# SHORT EXERCISE
How many lines in the rows below contain the word "road"? Reply with the number alone.

# MATERIAL TO PROCESS

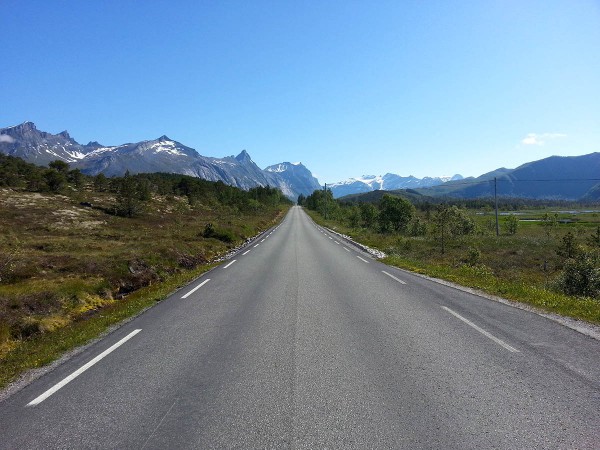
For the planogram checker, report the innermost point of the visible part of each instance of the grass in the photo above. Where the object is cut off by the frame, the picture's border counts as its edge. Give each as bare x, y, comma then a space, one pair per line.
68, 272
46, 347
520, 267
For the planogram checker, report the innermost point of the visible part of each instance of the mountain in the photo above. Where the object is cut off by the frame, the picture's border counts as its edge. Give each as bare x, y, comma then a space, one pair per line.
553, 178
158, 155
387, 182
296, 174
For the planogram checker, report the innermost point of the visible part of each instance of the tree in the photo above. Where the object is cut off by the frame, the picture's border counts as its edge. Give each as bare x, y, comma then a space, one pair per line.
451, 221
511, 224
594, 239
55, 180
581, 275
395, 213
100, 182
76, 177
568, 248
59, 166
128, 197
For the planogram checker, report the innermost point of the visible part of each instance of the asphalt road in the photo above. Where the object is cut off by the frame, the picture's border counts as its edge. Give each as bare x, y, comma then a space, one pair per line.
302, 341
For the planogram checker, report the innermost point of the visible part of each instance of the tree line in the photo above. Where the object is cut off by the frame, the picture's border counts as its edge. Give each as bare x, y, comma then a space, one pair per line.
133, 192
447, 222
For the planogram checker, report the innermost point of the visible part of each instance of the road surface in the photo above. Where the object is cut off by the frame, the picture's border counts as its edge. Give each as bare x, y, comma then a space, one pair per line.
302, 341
---
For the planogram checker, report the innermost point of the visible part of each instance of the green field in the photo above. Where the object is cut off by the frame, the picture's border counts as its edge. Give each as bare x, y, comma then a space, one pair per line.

# THE RESPONSE
2